Repeat all of the data precisely.

─── RECORDS FOR PROCESSING ───

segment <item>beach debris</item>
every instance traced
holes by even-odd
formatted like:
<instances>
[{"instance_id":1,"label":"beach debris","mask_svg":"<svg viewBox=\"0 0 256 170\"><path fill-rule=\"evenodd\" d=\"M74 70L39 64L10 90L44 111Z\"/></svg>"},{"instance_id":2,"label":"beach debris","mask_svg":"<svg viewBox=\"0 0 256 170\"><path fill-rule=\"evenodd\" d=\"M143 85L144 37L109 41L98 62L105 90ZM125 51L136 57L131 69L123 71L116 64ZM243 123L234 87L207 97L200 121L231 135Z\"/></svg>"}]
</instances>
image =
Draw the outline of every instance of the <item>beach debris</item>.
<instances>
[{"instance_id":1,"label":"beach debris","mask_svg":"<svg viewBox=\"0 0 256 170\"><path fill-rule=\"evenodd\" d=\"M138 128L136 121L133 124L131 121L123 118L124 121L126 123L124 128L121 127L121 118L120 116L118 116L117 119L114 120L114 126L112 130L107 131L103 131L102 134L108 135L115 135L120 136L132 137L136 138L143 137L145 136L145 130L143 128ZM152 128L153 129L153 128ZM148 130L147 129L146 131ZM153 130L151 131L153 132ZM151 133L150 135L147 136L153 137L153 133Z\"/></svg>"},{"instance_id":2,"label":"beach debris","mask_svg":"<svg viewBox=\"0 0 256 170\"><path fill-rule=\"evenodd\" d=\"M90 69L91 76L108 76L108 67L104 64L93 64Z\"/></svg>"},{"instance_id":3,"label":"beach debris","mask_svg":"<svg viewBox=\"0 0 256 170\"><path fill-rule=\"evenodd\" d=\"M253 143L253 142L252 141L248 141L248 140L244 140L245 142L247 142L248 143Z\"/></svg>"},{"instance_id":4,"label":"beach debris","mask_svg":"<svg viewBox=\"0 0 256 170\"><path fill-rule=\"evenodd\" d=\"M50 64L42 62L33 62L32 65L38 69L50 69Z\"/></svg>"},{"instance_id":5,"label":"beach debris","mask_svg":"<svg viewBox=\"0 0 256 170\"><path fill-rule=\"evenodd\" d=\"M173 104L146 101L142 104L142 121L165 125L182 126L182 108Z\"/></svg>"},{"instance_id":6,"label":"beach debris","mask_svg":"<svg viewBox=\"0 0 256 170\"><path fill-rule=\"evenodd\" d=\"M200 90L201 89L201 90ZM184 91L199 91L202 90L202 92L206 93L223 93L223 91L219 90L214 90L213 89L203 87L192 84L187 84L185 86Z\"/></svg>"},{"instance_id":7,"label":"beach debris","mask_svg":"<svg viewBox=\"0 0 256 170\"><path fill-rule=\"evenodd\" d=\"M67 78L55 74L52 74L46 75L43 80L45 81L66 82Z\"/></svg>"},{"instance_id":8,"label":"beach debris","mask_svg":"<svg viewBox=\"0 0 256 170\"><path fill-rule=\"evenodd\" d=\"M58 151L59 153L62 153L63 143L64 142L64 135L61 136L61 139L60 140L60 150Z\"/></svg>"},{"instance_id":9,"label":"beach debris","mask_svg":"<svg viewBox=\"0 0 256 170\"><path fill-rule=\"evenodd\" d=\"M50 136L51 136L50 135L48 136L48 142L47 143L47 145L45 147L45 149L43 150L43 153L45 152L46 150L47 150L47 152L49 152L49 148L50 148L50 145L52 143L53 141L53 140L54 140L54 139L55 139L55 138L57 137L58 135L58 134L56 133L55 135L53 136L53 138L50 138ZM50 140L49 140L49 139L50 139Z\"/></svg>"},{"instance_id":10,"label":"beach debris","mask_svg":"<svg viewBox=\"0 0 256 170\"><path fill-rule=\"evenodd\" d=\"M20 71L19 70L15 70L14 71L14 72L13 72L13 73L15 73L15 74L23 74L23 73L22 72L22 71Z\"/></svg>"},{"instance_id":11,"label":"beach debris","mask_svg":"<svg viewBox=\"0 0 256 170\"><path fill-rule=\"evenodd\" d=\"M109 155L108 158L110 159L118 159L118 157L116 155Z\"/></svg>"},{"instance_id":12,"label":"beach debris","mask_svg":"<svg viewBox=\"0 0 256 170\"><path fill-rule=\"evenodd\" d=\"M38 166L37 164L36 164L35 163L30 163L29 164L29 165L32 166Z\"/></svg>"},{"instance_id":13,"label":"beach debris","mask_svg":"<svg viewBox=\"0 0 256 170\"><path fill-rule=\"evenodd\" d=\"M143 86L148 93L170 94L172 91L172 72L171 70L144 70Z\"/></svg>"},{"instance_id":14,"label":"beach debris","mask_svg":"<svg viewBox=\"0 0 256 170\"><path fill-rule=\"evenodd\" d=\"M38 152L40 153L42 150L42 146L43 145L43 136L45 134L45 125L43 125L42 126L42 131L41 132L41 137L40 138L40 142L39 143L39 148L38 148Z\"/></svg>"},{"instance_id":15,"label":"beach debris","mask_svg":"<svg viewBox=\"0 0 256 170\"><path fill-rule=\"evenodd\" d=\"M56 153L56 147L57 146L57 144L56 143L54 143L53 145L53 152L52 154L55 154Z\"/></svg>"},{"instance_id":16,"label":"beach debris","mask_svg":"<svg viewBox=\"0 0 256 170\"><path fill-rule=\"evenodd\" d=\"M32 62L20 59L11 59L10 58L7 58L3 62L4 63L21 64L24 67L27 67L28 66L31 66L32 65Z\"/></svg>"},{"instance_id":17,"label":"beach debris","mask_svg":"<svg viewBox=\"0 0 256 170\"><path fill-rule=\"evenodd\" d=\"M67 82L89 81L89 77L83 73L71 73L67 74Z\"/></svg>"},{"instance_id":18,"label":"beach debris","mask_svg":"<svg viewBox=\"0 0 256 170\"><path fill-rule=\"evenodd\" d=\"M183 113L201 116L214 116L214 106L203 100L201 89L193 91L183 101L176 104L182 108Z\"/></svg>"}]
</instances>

───

▶ CORRECT OUTPUT
segment <item>beach debris</item>
every instance traced
holes by even-odd
formatted like:
<instances>
[{"instance_id":1,"label":"beach debris","mask_svg":"<svg viewBox=\"0 0 256 170\"><path fill-rule=\"evenodd\" d=\"M74 70L39 64L10 90L44 111Z\"/></svg>"},{"instance_id":2,"label":"beach debris","mask_svg":"<svg viewBox=\"0 0 256 170\"><path fill-rule=\"evenodd\" d=\"M143 85L144 37L109 41L98 62L105 90ZM125 51L136 57L131 69L123 71L116 64ZM243 123L234 87L207 97L200 121L231 135Z\"/></svg>"}]
</instances>
image =
Draw the outline of every instance of the <item>beach debris</item>.
<instances>
[{"instance_id":1,"label":"beach debris","mask_svg":"<svg viewBox=\"0 0 256 170\"><path fill-rule=\"evenodd\" d=\"M138 128L136 121L133 124L131 121L123 118L124 121L126 123L124 128L121 127L121 118L120 116L118 116L117 119L114 120L114 126L112 130L107 131L103 131L102 134L108 135L115 135L120 136L132 137L136 138L143 137L145 136L145 130L143 128ZM152 128L153 129L153 128ZM148 130L147 129L146 131ZM153 130L151 131L153 132ZM151 133L150 135L147 136L153 137L153 133Z\"/></svg>"},{"instance_id":2,"label":"beach debris","mask_svg":"<svg viewBox=\"0 0 256 170\"><path fill-rule=\"evenodd\" d=\"M90 69L91 76L108 76L108 67L104 64L93 64Z\"/></svg>"},{"instance_id":3,"label":"beach debris","mask_svg":"<svg viewBox=\"0 0 256 170\"><path fill-rule=\"evenodd\" d=\"M253 143L253 142L252 141L248 141L248 140L244 140L245 142L247 142L248 143Z\"/></svg>"},{"instance_id":4,"label":"beach debris","mask_svg":"<svg viewBox=\"0 0 256 170\"><path fill-rule=\"evenodd\" d=\"M50 64L42 62L33 62L32 65L38 69L50 69Z\"/></svg>"},{"instance_id":5,"label":"beach debris","mask_svg":"<svg viewBox=\"0 0 256 170\"><path fill-rule=\"evenodd\" d=\"M173 104L146 101L142 104L142 121L165 125L182 126L182 108Z\"/></svg>"},{"instance_id":6,"label":"beach debris","mask_svg":"<svg viewBox=\"0 0 256 170\"><path fill-rule=\"evenodd\" d=\"M200 90L201 89L201 90ZM184 91L199 91L202 90L202 92L206 93L223 93L223 91L219 90L214 90L213 89L203 87L192 84L187 84L185 86Z\"/></svg>"},{"instance_id":7,"label":"beach debris","mask_svg":"<svg viewBox=\"0 0 256 170\"><path fill-rule=\"evenodd\" d=\"M67 78L55 74L52 74L46 75L43 80L45 81L66 82Z\"/></svg>"},{"instance_id":8,"label":"beach debris","mask_svg":"<svg viewBox=\"0 0 256 170\"><path fill-rule=\"evenodd\" d=\"M58 151L59 153L62 153L63 143L64 142L64 135L61 136L61 139L60 140L60 150Z\"/></svg>"},{"instance_id":9,"label":"beach debris","mask_svg":"<svg viewBox=\"0 0 256 170\"><path fill-rule=\"evenodd\" d=\"M50 136L51 136L50 135L48 136L48 142L47 143L47 145L45 147L45 149L43 150L43 153L45 152L46 150L47 150L47 152L49 152L49 148L50 148L50 145L52 143L53 141L53 140L54 140L54 139L55 139L55 138L57 137L58 135L58 134L56 133L55 135L53 136L53 138L50 138ZM50 140L49 140L49 139L50 139Z\"/></svg>"},{"instance_id":10,"label":"beach debris","mask_svg":"<svg viewBox=\"0 0 256 170\"><path fill-rule=\"evenodd\" d=\"M20 71L19 70L15 70L14 71L14 72L13 72L13 73L15 73L15 74L23 74L23 73L22 72L22 71Z\"/></svg>"},{"instance_id":11,"label":"beach debris","mask_svg":"<svg viewBox=\"0 0 256 170\"><path fill-rule=\"evenodd\" d=\"M109 155L108 158L110 159L118 159L118 157L116 155Z\"/></svg>"},{"instance_id":12,"label":"beach debris","mask_svg":"<svg viewBox=\"0 0 256 170\"><path fill-rule=\"evenodd\" d=\"M38 166L37 164L36 164L35 163L30 163L29 164L29 165L32 166Z\"/></svg>"},{"instance_id":13,"label":"beach debris","mask_svg":"<svg viewBox=\"0 0 256 170\"><path fill-rule=\"evenodd\" d=\"M143 86L148 93L170 94L172 91L172 72L171 70L144 70Z\"/></svg>"},{"instance_id":14,"label":"beach debris","mask_svg":"<svg viewBox=\"0 0 256 170\"><path fill-rule=\"evenodd\" d=\"M38 152L40 153L42 150L42 146L43 145L43 136L45 134L45 125L43 125L42 126L42 131L41 132L41 137L40 138L40 142L39 143L39 148L38 148Z\"/></svg>"},{"instance_id":15,"label":"beach debris","mask_svg":"<svg viewBox=\"0 0 256 170\"><path fill-rule=\"evenodd\" d=\"M56 153L56 147L57 146L57 144L56 143L54 143L53 145L53 152L52 154L55 154Z\"/></svg>"},{"instance_id":16,"label":"beach debris","mask_svg":"<svg viewBox=\"0 0 256 170\"><path fill-rule=\"evenodd\" d=\"M32 62L20 59L11 59L10 58L7 58L3 62L4 63L21 64L24 67L27 67L28 66L31 66L32 65Z\"/></svg>"},{"instance_id":17,"label":"beach debris","mask_svg":"<svg viewBox=\"0 0 256 170\"><path fill-rule=\"evenodd\" d=\"M67 82L89 81L89 77L83 73L71 73L67 74Z\"/></svg>"},{"instance_id":18,"label":"beach debris","mask_svg":"<svg viewBox=\"0 0 256 170\"><path fill-rule=\"evenodd\" d=\"M183 113L201 116L214 116L214 106L203 100L201 89L193 91L183 101L176 104L182 108Z\"/></svg>"}]
</instances>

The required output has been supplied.